Serendipity, Flexibility, Calling and Commitment: How Clinicians Navigate the Path to Clinician-Coach
- PMID: 40798879
- PMCID: PMC12344324
- DOI: 10.1111/1742-6723.70122
Serendipity, Flexibility, Calling and Commitment: How Clinicians Navigate the Path to Clinician-Coach
Abstract
Objective: To explore the practice-related changes that occur as emergency physicians contemplate and navigate the path from clinician to clinician-coach.
Methods: Participants were interviewed about how they made sense of their coaching roles and coaching practice within the emergency department.
Results: A combination of inductive and deductive qualitative analytic approaches explored the initiation and evolution of the coaching practices of emergency medicine (EM) physicians as they navigated the path from clinician to clinician-coach. Enablers of and barriers to the initiation and development of coaching practices were identified, along with four overarching experiential qualities-serendipity, calling, flexibility, and commitment-that attend and support the process of becoming and being a clinician.
Conclusions: The stages of practice evolution and the notions of serendipity, calling, flexibility, and commitment offer a framework for understanding how EM physicians successfully embark on and navigate the path from clinician to clinician-coach.
Keywords: clinician‐coach; coaching; leadership.
© 2025 The Author(s). Emergency Medicine Australasia published by John Wiley & Sons Australia, Ltd on behalf of Australasian College for Emergency Medicine.
Conflict of interest statement
The authors declare no conflicts of interest.

**WHAT THIS EXERCISE ASKS**
a - Translate this sentence from the abstract into Spanish: "Participants were interviewed about how they made sense of their coaching roles and coaching practice within the emergency department."
b - Print the portion of the abstract starting with "Conclusions: The stages" and going on through "on and navigate the path from clinician to clinician-coach.", with no changes.

**SUPPLIED DATA**
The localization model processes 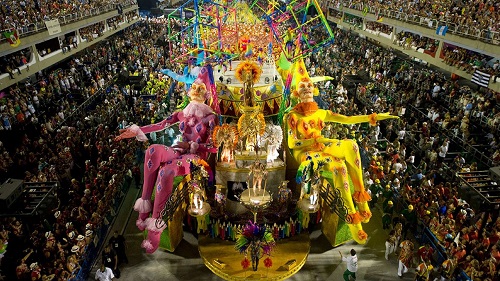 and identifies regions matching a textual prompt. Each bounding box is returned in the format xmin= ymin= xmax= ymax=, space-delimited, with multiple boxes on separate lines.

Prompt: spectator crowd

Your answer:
xmin=0 ymin=1 xmax=500 ymax=280
xmin=0 ymin=18 xmax=182 ymax=280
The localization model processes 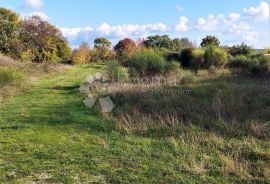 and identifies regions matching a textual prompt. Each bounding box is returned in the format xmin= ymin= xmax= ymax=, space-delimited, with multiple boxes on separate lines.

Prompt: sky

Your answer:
xmin=0 ymin=0 xmax=270 ymax=49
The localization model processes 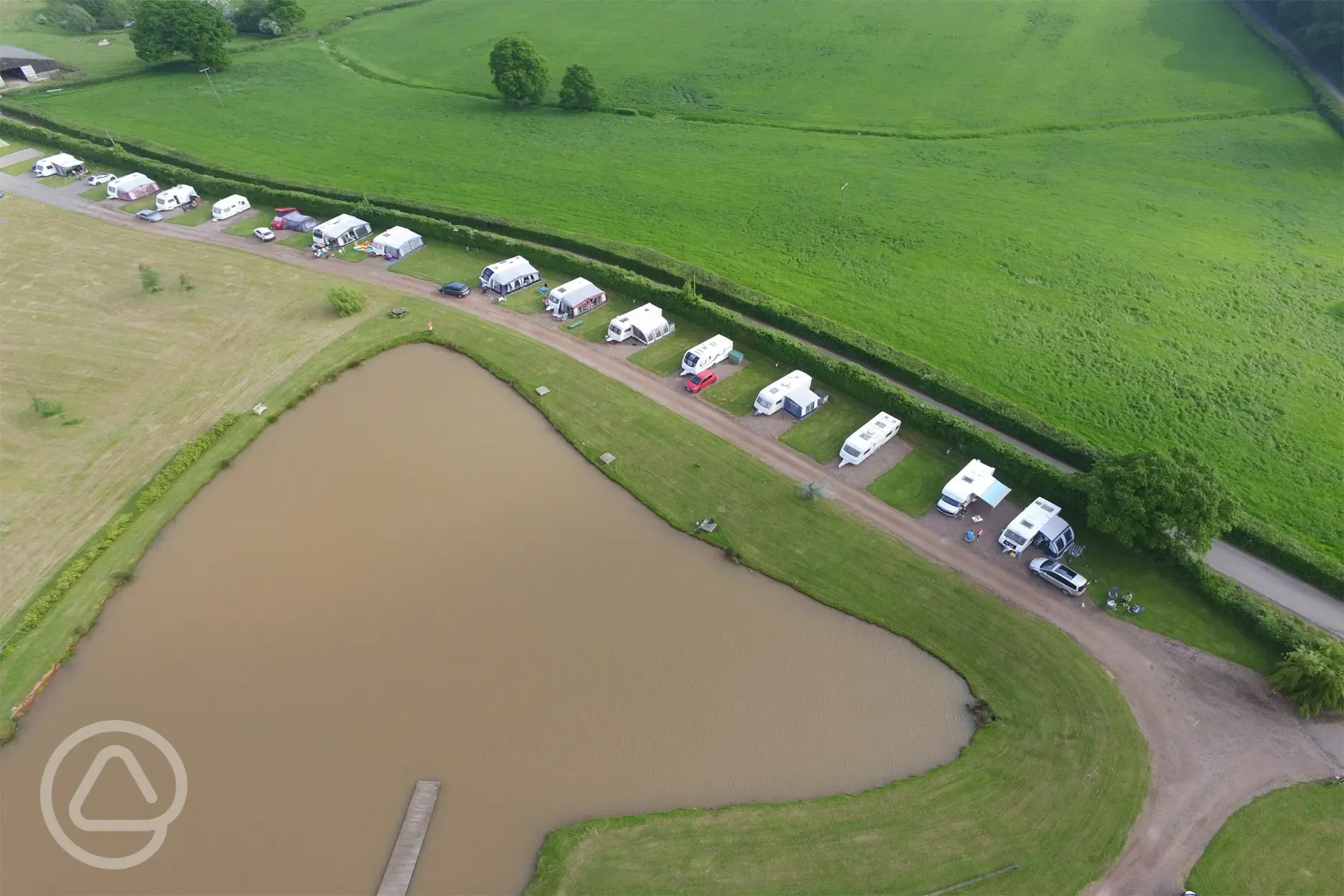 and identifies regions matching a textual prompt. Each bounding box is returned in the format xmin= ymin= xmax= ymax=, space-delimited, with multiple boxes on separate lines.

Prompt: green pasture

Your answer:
xmin=21 ymin=34 xmax=1344 ymax=555
xmin=168 ymin=196 xmax=219 ymax=227
xmin=0 ymin=296 xmax=1148 ymax=893
xmin=868 ymin=435 xmax=971 ymax=518
xmin=1187 ymin=782 xmax=1344 ymax=896
xmin=330 ymin=0 xmax=1304 ymax=133
xmin=701 ymin=358 xmax=788 ymax=416
xmin=779 ymin=381 xmax=877 ymax=464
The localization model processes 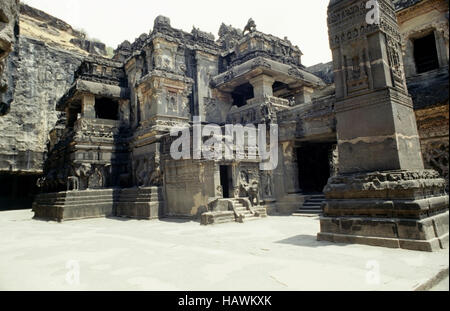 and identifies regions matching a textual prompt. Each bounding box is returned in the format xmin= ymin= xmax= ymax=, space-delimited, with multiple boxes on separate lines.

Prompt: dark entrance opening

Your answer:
xmin=297 ymin=143 xmax=333 ymax=193
xmin=414 ymin=33 xmax=439 ymax=73
xmin=231 ymin=83 xmax=255 ymax=107
xmin=95 ymin=98 xmax=119 ymax=120
xmin=0 ymin=173 xmax=39 ymax=211
xmin=220 ymin=165 xmax=230 ymax=199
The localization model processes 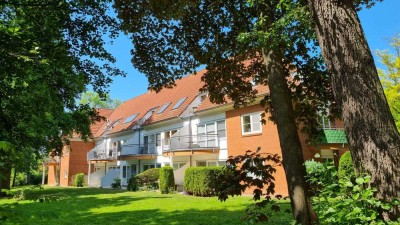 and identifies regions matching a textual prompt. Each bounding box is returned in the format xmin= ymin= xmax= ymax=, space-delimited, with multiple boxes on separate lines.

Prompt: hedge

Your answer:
xmin=127 ymin=176 xmax=141 ymax=191
xmin=74 ymin=173 xmax=85 ymax=187
xmin=160 ymin=166 xmax=175 ymax=194
xmin=183 ymin=166 xmax=222 ymax=196
xmin=136 ymin=168 xmax=160 ymax=190
xmin=338 ymin=151 xmax=354 ymax=179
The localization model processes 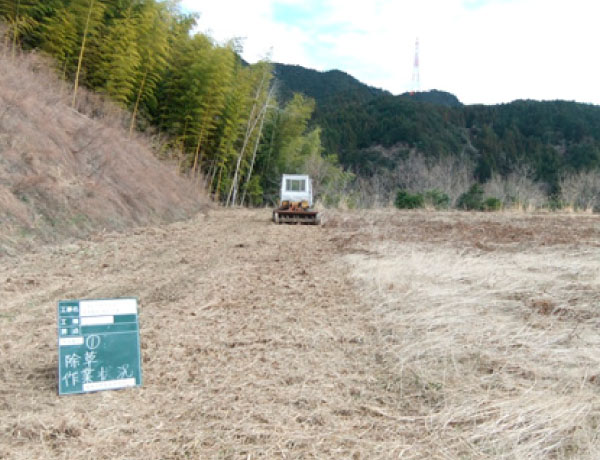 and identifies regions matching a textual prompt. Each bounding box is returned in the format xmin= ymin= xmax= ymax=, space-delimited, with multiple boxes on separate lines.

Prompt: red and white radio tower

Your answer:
xmin=410 ymin=38 xmax=421 ymax=95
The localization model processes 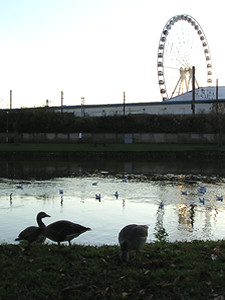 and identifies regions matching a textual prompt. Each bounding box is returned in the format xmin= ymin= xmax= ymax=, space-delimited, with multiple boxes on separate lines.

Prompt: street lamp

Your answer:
xmin=6 ymin=111 xmax=9 ymax=143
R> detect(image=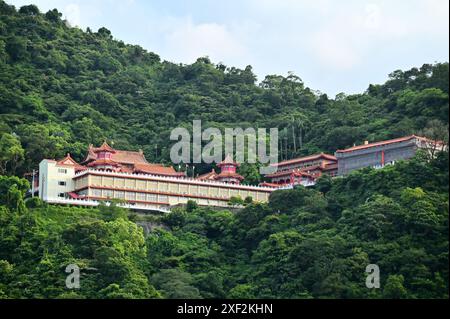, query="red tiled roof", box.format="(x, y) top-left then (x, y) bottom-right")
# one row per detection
(272, 153), (337, 167)
(336, 135), (429, 153)
(83, 143), (149, 165)
(197, 169), (217, 180)
(216, 172), (244, 180)
(56, 153), (86, 170)
(86, 158), (121, 167)
(92, 141), (116, 153)
(323, 163), (338, 171)
(217, 154), (239, 167)
(259, 182), (283, 188)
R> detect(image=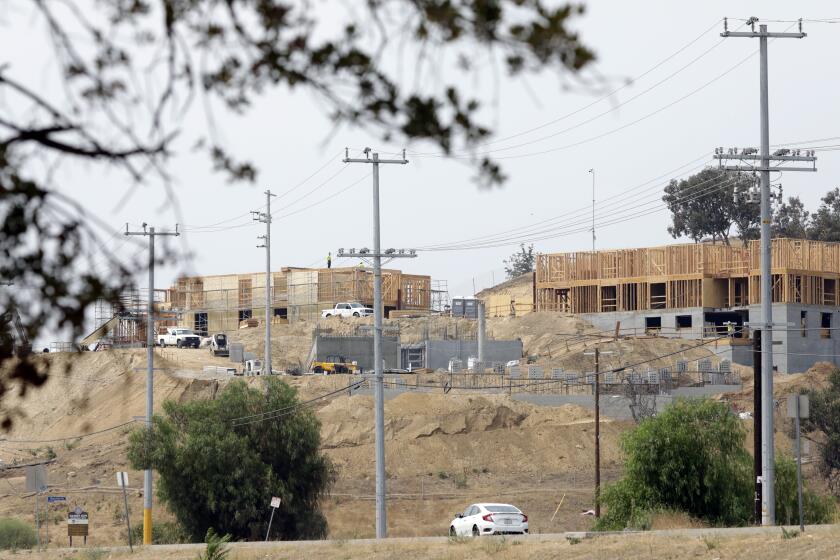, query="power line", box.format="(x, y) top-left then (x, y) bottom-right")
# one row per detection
(418, 174), (737, 251)
(410, 19), (722, 156)
(0, 420), (137, 444)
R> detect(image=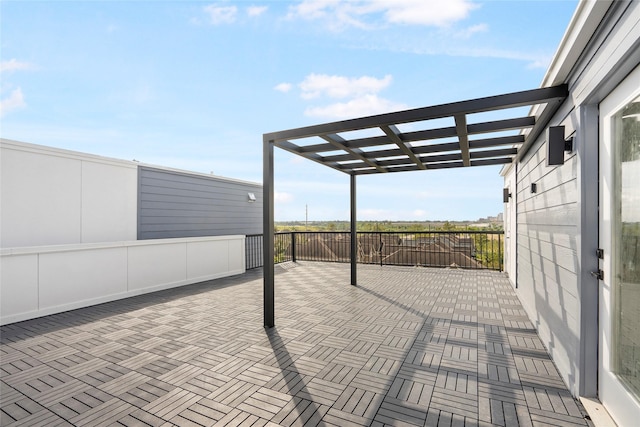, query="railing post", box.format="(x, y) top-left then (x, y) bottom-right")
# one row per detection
(291, 231), (296, 262)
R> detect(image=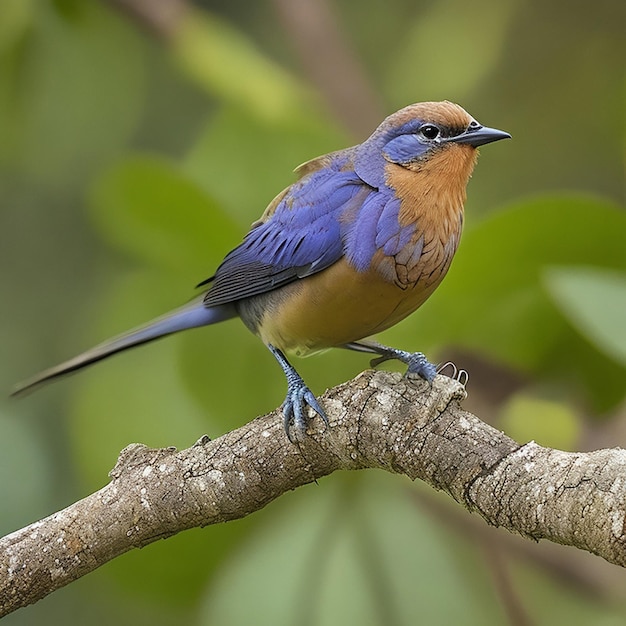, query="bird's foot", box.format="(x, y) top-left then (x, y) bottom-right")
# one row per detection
(283, 374), (328, 443)
(268, 345), (328, 443)
(370, 346), (437, 383)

**WRITTEN ANSWERS**
a - Se entrevistó a los participantes sobre cómo entendían sus funciones de coaching y su práctica de coaching dentro del servicio de urgencias.

b -
Conclusions: The stages of practice evolution and the notions of serendipity, calling, flexibility, and commitment offer a framework for understanding how EM physicians successfully embark on and navigate the path from clinician to clinician-coach.